Quickstart

modal-training-gym wraps a handful of training frameworks (slime, Megatron, MS-SWIFT) behind a single pattern: declare a model, a dataset, and a logging config; hand them to a framework factory; modal run the returned app. This notebook walks through the pieces so the per-framework tutorials can focus on what makes each framework different instead of re-explaining the plumbing.

Nothing here launches a job. At the end there are links to concrete tutorials at each difficulty tier.

The three config containers

Every tutorial builds its run from three pure-data containers: a ModelConfiguration, a DatasetConfig, and a WandbConfig. Each framework’s launcher translates these into its own CLI vocabulary — you don’t write framework-specific flag names for the parts that are shared across frameworks.

`ModelConfiguration` — the model to train

A ModelConfiguration is identity + download hook. Built-in subclasses (Qwen3_4B, Qwen3_32B, GLM_4_7, Llama2_7B, KimiK2_5) set model_name and a ModelArchitecture spec. HFModelConfiguration is the base for any HF-hosted model — it implements download_model() via huggingface_hub.snapshot_download pulling weights into the huggingface-cache Modal volume.

For a custom HF model, subclass ModelConfiguration inline in your tutorial (see 002_custom_model) — there’s no registry to update.

from modal_training_gym.common.models import Qwen3_4B

model = Qwen3_4B()
print("model_name:", model.model_name)
print("num_layers:", model.architecture.num_layers)

`DatasetConfig` — what to train on

Subclass DatasetConfig, set the fields your framework needs, and implement prepare() to materialize the data into the shared /data volume. prepare() runs inside a Modal container so it can import datasets, talk to HF Hub, or run any preprocessing; the output lands on a volume that every subsequent run (on any node) reads from.

Fields like input_key, label_key, apply_chat_template, and rm_type are read by each framework’s launcher and translated into its own flags — you only write them once.

from modal_training_gym.common.dataset import DatasetConfig

class MyDataset(DatasetConfig):
    input_key = "messages"
    label_key = "label"

**Given problem:** Reproduce, word for word, the part of the quickstart that opens with the words containing "Fields like input_key, label_key, apply_chat_template, and" and closes with "write them once.". Work from the quickstart text alone.

**Data supplied:**

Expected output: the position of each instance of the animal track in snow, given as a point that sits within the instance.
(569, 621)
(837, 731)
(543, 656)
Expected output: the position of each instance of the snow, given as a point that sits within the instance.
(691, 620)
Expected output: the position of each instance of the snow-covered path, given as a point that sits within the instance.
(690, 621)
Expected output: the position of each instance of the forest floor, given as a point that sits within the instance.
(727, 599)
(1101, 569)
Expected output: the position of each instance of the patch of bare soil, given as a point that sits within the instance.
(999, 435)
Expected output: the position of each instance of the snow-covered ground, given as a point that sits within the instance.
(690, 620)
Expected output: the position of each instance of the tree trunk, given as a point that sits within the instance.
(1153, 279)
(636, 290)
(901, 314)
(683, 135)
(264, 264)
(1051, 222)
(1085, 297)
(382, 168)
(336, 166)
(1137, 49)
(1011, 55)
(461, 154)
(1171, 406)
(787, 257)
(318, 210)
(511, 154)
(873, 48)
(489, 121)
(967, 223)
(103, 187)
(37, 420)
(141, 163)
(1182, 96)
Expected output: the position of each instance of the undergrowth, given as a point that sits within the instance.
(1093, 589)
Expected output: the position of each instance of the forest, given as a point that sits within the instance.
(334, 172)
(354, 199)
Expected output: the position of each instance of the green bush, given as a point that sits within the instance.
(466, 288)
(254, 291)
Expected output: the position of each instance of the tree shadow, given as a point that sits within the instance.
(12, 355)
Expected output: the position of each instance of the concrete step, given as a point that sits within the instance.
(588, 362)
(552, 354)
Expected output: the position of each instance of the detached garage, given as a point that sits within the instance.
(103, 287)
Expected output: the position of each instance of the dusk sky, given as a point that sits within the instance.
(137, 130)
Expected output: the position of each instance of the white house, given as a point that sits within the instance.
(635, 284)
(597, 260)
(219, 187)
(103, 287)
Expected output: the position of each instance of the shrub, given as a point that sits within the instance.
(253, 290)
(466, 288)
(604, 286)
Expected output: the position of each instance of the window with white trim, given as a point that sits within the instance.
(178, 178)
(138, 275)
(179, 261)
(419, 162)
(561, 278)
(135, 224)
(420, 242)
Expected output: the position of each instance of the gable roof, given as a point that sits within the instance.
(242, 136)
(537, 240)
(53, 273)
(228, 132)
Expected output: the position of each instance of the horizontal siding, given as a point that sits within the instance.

**Final result:**
Fields like input_key, label_key, apply_chat_template, and rm_type are read by each framework’s launcher and translated into its own flags — you only write them once.